Reproduce the entire listing below verbatim, line for line.

### Input records
++++++++++
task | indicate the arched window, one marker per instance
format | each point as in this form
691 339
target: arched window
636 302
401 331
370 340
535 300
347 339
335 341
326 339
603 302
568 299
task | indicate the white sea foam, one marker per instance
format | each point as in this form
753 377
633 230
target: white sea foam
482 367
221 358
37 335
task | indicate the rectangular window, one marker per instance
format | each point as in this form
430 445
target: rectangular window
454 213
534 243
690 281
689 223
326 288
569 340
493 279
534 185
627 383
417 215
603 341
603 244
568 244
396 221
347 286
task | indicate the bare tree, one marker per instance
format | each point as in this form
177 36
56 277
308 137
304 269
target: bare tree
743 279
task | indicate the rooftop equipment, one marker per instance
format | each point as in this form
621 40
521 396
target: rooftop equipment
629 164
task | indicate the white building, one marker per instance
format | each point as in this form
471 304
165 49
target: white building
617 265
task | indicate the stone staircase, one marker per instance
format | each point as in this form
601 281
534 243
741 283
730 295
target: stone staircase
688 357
++++++++++
### Full output
task | indicate the arched window, one marker per instance
format | each point as in this form
691 339
target: arched window
636 302
401 331
370 340
535 300
347 339
335 341
326 339
603 302
568 299
task | indicate the white sea foam, one marker per instance
format | each point as in this form
753 377
633 230
target: white sea foam
482 367
221 358
37 335
task | indicate the rectangular window, one marker per instance
format | each point as in this form
430 445
target: rectangular window
454 213
534 243
690 281
689 223
326 288
569 340
493 279
534 185
627 383
417 215
603 341
603 244
568 244
396 221
347 286
task | indicate the bare tree, one marker per instance
format | each point as in this form
177 36
56 277
308 137
304 269
target: bare tree
743 279
task | indicate the rooftop equipment, one marker per instance
format | each point as in this form
621 40
521 396
target: rooftop equipment
629 164
task | indicate the white building, one marker per instance
format | each point as in this form
471 304
165 49
target: white building
617 265
task | indicate the stone staircase, one marker per instance
format | each point as in this form
601 281
534 243
741 283
730 295
target: stone staircase
688 357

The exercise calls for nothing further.